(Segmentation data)
────────────────────

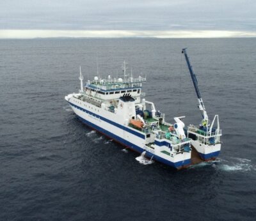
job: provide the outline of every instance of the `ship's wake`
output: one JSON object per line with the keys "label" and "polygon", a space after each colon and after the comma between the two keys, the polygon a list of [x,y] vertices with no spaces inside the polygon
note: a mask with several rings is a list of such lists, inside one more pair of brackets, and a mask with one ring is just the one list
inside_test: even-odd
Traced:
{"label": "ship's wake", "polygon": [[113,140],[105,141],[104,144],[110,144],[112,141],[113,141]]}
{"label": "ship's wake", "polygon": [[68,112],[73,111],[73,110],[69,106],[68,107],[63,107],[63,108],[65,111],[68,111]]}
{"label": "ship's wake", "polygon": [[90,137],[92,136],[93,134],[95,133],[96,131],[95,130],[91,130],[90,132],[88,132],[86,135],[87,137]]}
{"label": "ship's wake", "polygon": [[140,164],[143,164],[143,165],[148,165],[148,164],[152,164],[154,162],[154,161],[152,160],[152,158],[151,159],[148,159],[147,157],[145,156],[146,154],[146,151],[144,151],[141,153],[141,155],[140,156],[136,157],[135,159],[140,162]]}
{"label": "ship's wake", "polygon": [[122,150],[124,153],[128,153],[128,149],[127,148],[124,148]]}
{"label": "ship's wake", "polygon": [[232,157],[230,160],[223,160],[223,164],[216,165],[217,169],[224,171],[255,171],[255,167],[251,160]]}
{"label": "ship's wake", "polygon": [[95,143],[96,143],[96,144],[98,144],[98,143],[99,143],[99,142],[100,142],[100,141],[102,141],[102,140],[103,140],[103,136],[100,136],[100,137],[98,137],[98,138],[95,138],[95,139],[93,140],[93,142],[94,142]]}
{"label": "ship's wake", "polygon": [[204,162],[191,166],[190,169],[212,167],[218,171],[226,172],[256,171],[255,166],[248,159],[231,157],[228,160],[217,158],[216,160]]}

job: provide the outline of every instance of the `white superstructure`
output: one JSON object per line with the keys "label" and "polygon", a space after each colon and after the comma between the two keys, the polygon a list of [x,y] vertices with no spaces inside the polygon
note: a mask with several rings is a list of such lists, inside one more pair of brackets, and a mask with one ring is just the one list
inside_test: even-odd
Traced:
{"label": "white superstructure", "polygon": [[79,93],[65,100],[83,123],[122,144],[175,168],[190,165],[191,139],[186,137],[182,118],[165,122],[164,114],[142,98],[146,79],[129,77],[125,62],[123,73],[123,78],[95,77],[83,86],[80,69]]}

────────────────────

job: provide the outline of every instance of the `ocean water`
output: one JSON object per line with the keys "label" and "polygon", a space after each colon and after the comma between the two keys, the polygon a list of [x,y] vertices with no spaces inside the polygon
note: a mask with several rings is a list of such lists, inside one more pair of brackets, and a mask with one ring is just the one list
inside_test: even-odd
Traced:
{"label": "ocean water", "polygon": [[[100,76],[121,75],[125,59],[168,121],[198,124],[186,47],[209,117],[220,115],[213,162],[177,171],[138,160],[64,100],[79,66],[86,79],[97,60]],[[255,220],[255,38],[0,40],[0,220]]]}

────────────────────

# [The task]
State how many lines of the entries above contain the string "ocean", and give only that number.

# [Task answer]
2